> _Attività da svolgere_:
Riscrivi in una tabella Markdown con le colonne "N." e "Riga" tutte le righe che vanno da quella contenente "Locate every instance of man with rifle here." fino all'ultima, entrambe incluse, numerandole e tralasciando quelle vuote. Non riportare le immagini nella risposta.

> _Le righe_:
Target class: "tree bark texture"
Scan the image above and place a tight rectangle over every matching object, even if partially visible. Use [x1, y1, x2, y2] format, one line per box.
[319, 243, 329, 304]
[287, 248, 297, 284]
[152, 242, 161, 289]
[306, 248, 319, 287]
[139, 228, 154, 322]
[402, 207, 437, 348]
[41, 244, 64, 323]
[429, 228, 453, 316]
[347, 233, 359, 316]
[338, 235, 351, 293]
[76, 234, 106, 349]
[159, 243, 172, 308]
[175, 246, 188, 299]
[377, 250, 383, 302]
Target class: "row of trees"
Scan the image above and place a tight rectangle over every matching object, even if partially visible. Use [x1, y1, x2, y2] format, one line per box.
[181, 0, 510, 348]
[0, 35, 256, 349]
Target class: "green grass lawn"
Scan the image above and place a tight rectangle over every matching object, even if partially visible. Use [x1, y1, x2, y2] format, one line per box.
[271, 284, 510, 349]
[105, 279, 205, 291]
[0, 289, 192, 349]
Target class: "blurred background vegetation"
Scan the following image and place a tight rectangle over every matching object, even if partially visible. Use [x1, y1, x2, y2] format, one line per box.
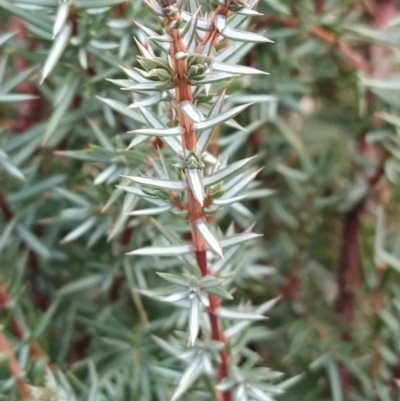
[0, 0, 400, 401]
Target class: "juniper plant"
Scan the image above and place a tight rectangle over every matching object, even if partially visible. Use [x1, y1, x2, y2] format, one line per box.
[112, 0, 280, 401]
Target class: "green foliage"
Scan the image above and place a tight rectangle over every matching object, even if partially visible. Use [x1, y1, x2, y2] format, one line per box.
[0, 0, 400, 401]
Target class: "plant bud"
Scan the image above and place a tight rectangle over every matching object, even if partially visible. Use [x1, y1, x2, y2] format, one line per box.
[159, 0, 181, 17]
[147, 68, 171, 82]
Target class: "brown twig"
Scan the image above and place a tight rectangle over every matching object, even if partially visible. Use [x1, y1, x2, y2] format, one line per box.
[257, 17, 369, 73]
[165, 3, 232, 401]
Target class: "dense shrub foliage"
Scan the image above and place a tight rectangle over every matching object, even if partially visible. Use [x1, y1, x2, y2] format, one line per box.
[0, 0, 400, 401]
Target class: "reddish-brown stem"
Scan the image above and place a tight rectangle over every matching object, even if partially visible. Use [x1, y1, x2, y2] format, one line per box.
[314, 0, 325, 14]
[165, 10, 232, 401]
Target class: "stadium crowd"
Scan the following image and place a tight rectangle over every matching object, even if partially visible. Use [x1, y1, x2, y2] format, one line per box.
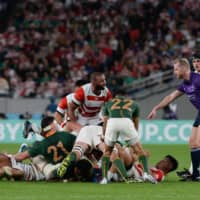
[0, 0, 200, 98]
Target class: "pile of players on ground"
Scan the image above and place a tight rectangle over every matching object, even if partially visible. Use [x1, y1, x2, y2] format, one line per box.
[0, 72, 178, 184]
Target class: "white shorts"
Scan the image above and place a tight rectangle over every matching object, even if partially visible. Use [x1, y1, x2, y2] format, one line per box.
[9, 156, 45, 181]
[76, 125, 103, 149]
[105, 118, 139, 146]
[77, 113, 103, 126]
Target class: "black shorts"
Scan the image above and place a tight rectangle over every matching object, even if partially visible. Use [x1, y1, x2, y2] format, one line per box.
[193, 111, 200, 127]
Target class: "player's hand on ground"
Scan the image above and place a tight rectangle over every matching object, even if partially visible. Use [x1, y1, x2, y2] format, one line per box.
[147, 109, 156, 119]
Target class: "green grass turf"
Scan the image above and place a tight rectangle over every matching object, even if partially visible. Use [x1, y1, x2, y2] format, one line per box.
[0, 144, 200, 200]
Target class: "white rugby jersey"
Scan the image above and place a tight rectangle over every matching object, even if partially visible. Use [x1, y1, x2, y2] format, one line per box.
[72, 83, 112, 117]
[56, 93, 74, 115]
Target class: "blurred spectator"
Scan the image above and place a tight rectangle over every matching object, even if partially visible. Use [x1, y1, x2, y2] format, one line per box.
[0, 74, 10, 96]
[0, 0, 200, 98]
[0, 113, 7, 119]
[19, 112, 32, 120]
[162, 104, 178, 120]
[44, 97, 57, 116]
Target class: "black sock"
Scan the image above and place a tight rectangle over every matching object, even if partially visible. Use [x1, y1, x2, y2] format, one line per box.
[191, 148, 200, 178]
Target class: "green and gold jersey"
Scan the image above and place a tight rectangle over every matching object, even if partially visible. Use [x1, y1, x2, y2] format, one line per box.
[102, 96, 139, 119]
[28, 131, 76, 164]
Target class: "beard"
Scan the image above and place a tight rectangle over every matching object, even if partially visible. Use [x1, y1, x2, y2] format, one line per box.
[95, 85, 105, 90]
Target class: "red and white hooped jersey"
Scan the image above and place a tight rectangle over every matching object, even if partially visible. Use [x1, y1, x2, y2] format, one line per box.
[72, 83, 112, 117]
[56, 93, 74, 115]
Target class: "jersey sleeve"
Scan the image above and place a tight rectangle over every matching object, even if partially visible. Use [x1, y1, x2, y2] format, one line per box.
[56, 97, 67, 115]
[177, 84, 185, 93]
[133, 103, 140, 117]
[101, 103, 108, 117]
[28, 141, 43, 157]
[106, 90, 112, 102]
[72, 87, 85, 105]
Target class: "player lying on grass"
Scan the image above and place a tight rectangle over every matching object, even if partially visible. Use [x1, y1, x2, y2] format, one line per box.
[0, 153, 93, 181]
[0, 153, 45, 181]
[15, 117, 76, 179]
[107, 144, 178, 183]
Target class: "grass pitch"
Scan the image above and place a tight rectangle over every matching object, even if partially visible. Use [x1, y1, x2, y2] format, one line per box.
[0, 144, 200, 200]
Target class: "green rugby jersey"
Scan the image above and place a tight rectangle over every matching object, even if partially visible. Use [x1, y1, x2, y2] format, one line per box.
[102, 96, 139, 119]
[28, 131, 76, 164]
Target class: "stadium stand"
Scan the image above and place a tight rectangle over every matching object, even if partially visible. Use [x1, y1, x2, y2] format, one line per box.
[0, 0, 200, 98]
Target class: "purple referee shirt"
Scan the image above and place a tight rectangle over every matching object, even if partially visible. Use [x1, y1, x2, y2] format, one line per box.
[177, 72, 200, 111]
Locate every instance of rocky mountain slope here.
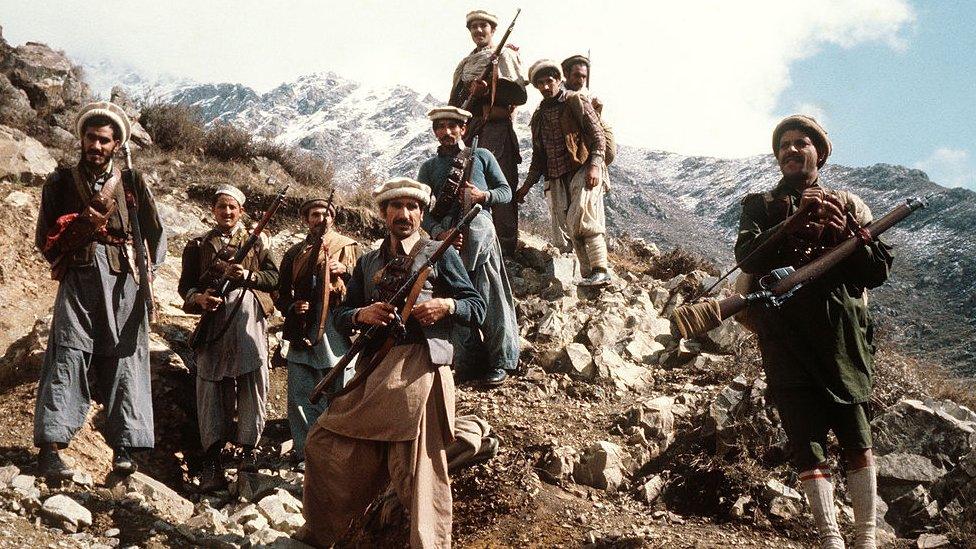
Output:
[91,65,976,375]
[0,28,976,548]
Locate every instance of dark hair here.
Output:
[81,114,122,141]
[532,67,563,84]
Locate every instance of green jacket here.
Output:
[735,180,892,404]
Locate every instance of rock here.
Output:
[258,489,305,534]
[586,314,625,349]
[637,475,666,503]
[181,508,228,535]
[875,452,946,500]
[0,464,20,488]
[41,494,92,532]
[871,399,976,468]
[8,42,91,119]
[915,534,952,549]
[117,472,193,522]
[573,440,627,492]
[558,343,596,380]
[539,446,579,480]
[0,126,58,185]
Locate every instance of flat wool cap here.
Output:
[559,55,590,74]
[373,177,430,206]
[427,107,471,122]
[214,183,244,206]
[773,114,833,168]
[529,59,563,82]
[464,10,498,27]
[75,101,132,143]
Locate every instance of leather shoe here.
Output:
[481,368,508,387]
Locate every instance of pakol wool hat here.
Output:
[75,101,132,143]
[373,177,430,207]
[464,10,498,27]
[773,114,833,168]
[214,183,244,206]
[529,59,563,82]
[427,107,471,122]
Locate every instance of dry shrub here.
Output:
[139,101,206,152]
[645,246,719,280]
[203,122,255,162]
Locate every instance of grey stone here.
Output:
[41,494,92,532]
[573,440,627,492]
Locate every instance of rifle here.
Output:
[461,8,522,111]
[672,193,927,339]
[430,136,478,219]
[186,182,288,349]
[122,142,156,322]
[285,188,335,347]
[308,204,481,404]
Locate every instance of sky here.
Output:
[0,0,976,190]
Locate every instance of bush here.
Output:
[203,122,255,162]
[139,101,206,152]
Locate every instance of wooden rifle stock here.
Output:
[308,204,481,404]
[186,182,289,349]
[673,193,926,338]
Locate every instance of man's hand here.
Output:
[193,290,224,311]
[224,263,244,280]
[434,230,464,250]
[329,259,346,274]
[461,181,488,204]
[586,163,603,189]
[355,302,396,326]
[411,297,451,326]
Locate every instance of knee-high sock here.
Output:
[847,465,878,549]
[573,238,591,277]
[800,469,844,549]
[584,234,607,271]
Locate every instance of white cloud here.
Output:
[0,0,915,156]
[913,147,976,191]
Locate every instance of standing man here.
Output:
[296,178,485,547]
[515,59,610,286]
[448,10,527,255]
[735,115,892,548]
[34,101,166,480]
[417,107,519,385]
[275,198,360,469]
[179,185,278,492]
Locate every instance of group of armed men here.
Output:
[34,7,892,547]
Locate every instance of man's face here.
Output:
[468,19,495,48]
[532,76,559,99]
[81,124,120,170]
[434,119,464,147]
[566,63,590,91]
[776,130,819,181]
[383,197,424,240]
[213,194,244,232]
[305,206,333,234]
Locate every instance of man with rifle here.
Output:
[34,101,166,480]
[179,185,278,492]
[515,59,610,286]
[448,10,528,255]
[735,115,892,548]
[275,191,361,468]
[295,178,485,547]
[417,107,519,385]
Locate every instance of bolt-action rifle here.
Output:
[309,204,481,404]
[186,182,288,349]
[672,198,926,338]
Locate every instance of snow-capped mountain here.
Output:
[86,66,976,373]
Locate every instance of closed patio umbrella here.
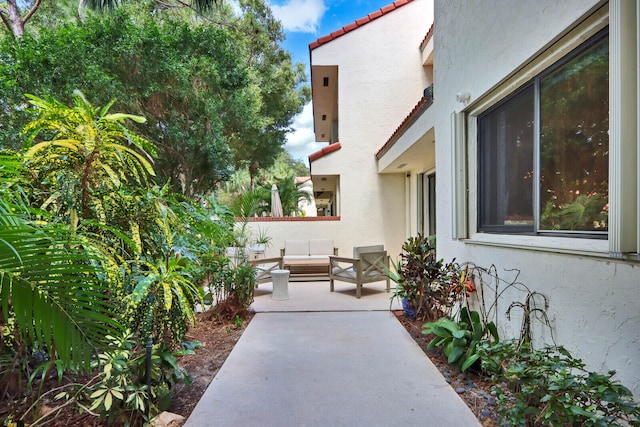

> _Risultato atteso_:
| N. | Riga |
|---|---|
| 1 | Locate every instance of man with rifle here. |
| 2 | Output: |
| 3 | [34,101,166,480] |
| 4 | [179,185,278,492] |
| 5 | [515,59,610,286] |
| 6 | [448,10,528,255] |
| 7 | [735,115,892,548] |
| 8 | [275,191,361,468] |
| 9 | [295,178,485,547] |
| 10 | [417,107,519,385] |
| 11 | Locate every instance of bolt-action rifle here. |
| 12 | Output: |
| 13 | [309,204,481,404] |
| 14 | [186,182,288,349] |
| 15 | [672,198,926,338] |
| 16 | Locate every instance of snow-capped mountain here. |
| 17 | Output: |
| 18 | [86,66,976,373] |
| 19 | Locate every instance of closed patio umbrella here. |